Among the lines of the data, copy those that hold "glow".

Extracted data entries
• • • • •

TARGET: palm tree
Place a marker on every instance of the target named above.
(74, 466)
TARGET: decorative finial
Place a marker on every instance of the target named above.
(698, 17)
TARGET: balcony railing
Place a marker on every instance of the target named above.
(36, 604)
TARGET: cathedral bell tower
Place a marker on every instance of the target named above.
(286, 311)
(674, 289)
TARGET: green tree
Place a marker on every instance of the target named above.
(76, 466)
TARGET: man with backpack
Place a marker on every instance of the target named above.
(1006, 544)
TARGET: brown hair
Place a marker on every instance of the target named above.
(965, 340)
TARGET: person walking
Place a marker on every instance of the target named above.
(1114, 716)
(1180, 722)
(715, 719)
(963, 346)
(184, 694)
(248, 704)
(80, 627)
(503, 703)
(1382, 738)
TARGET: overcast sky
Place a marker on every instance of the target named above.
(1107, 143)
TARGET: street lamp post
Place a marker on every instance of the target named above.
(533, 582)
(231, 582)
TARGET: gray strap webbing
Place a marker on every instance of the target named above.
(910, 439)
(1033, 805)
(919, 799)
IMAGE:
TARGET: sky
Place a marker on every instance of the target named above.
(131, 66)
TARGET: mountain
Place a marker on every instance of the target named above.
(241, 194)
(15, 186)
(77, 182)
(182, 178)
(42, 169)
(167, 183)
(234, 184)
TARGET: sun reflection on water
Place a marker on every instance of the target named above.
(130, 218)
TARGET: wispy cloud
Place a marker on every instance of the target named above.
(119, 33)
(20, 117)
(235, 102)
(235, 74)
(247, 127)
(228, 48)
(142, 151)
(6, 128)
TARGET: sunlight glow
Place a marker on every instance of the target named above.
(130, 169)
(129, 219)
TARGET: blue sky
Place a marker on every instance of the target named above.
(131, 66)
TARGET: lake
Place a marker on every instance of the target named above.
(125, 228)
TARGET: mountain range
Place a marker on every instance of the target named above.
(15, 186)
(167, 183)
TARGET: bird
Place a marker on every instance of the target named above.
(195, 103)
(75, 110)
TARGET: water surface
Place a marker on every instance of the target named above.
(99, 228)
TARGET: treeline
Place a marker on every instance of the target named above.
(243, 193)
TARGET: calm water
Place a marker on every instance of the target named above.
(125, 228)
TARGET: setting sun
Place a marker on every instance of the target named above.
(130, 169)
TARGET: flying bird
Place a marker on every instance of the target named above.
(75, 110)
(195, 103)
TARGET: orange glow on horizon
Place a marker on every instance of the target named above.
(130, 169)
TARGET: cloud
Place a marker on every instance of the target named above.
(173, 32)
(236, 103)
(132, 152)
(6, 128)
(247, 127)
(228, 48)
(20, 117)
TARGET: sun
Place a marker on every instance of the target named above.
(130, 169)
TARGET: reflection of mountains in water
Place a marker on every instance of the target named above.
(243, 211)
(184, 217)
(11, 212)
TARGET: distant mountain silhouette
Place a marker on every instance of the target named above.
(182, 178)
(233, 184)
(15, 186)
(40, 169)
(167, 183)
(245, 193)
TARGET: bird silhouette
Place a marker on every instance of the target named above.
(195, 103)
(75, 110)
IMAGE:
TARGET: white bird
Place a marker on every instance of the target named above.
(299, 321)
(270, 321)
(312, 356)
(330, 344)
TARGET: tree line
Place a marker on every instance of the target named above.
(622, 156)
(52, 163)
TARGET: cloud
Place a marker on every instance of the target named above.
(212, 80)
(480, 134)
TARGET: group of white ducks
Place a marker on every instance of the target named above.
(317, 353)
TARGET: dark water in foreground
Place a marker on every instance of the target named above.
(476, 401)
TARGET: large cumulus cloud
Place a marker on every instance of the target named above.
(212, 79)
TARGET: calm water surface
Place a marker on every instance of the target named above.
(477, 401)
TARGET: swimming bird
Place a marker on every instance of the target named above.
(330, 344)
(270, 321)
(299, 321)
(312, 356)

• • • • •

* **Written answer**:
TARGET: sunlight glow
TARGET: orange glow on horizon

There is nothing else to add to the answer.